## Prompt
When duplicating the records beneath this instruction, omit every picture and keep all else exact.

## Given records
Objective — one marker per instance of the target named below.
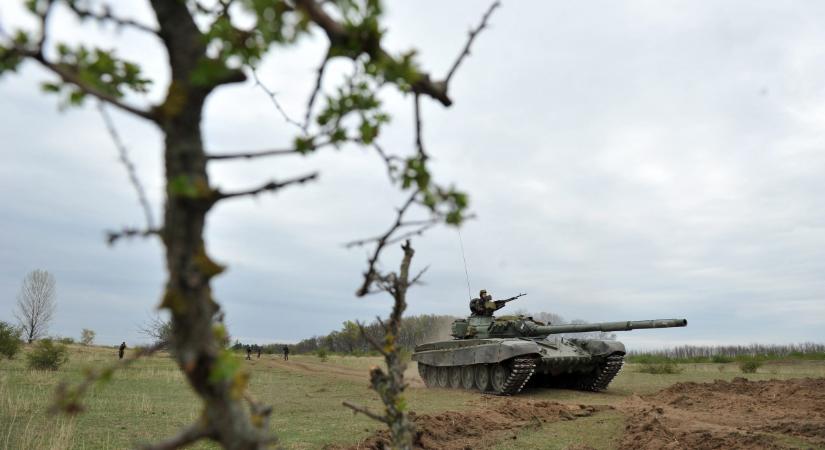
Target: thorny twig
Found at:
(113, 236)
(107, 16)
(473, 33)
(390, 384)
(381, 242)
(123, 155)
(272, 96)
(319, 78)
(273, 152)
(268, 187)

## Answer section
Objective — one marker per instance of the target named below.
Target: thorny twig
Found at:
(113, 236)
(107, 16)
(473, 33)
(390, 384)
(381, 242)
(123, 155)
(272, 96)
(319, 78)
(273, 152)
(268, 187)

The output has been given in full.